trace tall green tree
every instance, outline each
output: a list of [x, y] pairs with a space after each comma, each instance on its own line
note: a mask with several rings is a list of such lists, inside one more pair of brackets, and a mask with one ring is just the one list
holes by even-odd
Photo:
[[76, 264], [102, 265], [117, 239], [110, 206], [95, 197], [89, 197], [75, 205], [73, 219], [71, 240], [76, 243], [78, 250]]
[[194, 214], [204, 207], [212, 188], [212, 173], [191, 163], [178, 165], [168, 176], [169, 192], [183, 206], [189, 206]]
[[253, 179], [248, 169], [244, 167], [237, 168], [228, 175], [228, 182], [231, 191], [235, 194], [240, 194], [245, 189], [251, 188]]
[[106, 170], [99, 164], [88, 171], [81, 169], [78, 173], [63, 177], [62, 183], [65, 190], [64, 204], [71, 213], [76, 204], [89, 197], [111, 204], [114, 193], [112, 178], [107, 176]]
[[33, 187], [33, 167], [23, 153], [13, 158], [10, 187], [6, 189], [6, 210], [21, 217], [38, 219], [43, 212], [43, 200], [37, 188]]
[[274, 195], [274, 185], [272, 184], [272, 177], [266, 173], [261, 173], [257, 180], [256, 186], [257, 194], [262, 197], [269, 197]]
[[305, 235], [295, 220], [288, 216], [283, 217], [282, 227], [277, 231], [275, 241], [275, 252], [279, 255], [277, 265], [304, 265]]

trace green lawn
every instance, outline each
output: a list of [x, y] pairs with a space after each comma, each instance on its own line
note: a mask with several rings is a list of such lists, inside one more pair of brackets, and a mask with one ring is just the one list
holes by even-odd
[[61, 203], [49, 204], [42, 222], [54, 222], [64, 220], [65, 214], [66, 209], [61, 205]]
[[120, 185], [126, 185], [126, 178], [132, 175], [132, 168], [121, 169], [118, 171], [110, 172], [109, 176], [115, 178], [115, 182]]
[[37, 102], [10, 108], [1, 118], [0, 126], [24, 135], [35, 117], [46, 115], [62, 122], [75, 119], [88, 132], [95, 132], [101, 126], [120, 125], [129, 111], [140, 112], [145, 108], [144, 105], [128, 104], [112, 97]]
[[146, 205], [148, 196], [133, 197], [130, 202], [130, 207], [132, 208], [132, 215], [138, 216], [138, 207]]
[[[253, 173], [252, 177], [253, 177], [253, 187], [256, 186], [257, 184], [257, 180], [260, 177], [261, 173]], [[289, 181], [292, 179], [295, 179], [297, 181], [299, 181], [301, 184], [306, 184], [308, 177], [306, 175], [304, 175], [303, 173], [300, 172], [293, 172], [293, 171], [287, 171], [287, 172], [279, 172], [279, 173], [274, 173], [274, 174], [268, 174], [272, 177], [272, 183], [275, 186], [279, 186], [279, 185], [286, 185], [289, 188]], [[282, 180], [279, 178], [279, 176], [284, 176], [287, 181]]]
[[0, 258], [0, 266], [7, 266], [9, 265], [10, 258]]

----------------

▶ What is expected: From the first entry to the last, reproduce everything precisely.

▶ Written response:
trace tall green tree
every instance, outline each
output: a list of [x, y] pairs with a space after each comma, each instance on its own line
note: a mask with several rings is a list of such lists, inside one more pair of brackets, and a mask with one ring is just the one list
holes by even-odd
Photo:
[[76, 264], [102, 265], [117, 239], [110, 206], [95, 197], [89, 197], [75, 205], [73, 219], [71, 240], [76, 243], [78, 250]]
[[194, 214], [204, 207], [212, 188], [212, 173], [191, 163], [178, 165], [168, 176], [169, 192], [183, 206], [189, 206]]
[[253, 179], [248, 169], [244, 167], [237, 168], [228, 175], [228, 182], [231, 191], [235, 194], [240, 194], [245, 189], [251, 188]]
[[106, 170], [99, 164], [88, 171], [81, 169], [78, 173], [63, 177], [62, 183], [65, 190], [64, 204], [71, 213], [76, 204], [89, 197], [111, 204], [114, 193], [112, 178], [107, 176]]
[[33, 187], [33, 167], [23, 153], [13, 158], [10, 187], [6, 189], [6, 210], [21, 217], [38, 219], [43, 212], [43, 200], [37, 188]]
[[274, 195], [274, 185], [272, 184], [272, 177], [266, 173], [261, 173], [257, 180], [256, 186], [257, 194], [262, 197], [269, 197]]
[[305, 235], [295, 220], [288, 216], [283, 217], [282, 227], [277, 231], [275, 241], [275, 252], [279, 255], [277, 265], [304, 265]]

trace green lawn
every instance, outline each
output: a list of [x, y] pairs with a space after each comma, each instance on its own line
note: a mask with several rings is a list of such lists, inside one more pair of brackets, and a mask with one ring is just the one list
holes by even-odd
[[61, 203], [49, 204], [42, 222], [54, 222], [64, 220], [65, 214], [66, 209], [61, 205]]
[[120, 185], [126, 185], [126, 178], [132, 175], [132, 168], [121, 169], [118, 171], [110, 172], [109, 176], [115, 178], [115, 182]]
[[37, 102], [10, 108], [1, 118], [0, 126], [24, 135], [35, 117], [46, 115], [62, 122], [75, 119], [88, 132], [95, 132], [101, 126], [120, 125], [129, 111], [140, 112], [145, 108], [144, 105], [128, 104], [112, 97]]
[[146, 205], [148, 196], [133, 197], [130, 202], [130, 207], [132, 208], [132, 215], [138, 216], [138, 207]]
[[[253, 173], [252, 177], [253, 177], [253, 187], [256, 186], [257, 184], [257, 180], [260, 177], [261, 173]], [[289, 181], [292, 179], [295, 179], [297, 181], [299, 181], [301, 184], [306, 184], [308, 177], [306, 175], [304, 175], [303, 173], [300, 172], [293, 172], [293, 171], [287, 171], [287, 172], [279, 172], [279, 173], [274, 173], [274, 174], [268, 174], [272, 177], [272, 183], [275, 186], [279, 186], [279, 185], [286, 185], [289, 188]], [[282, 180], [279, 178], [279, 176], [284, 176], [287, 181]]]
[[0, 258], [0, 266], [7, 266], [9, 265], [10, 258]]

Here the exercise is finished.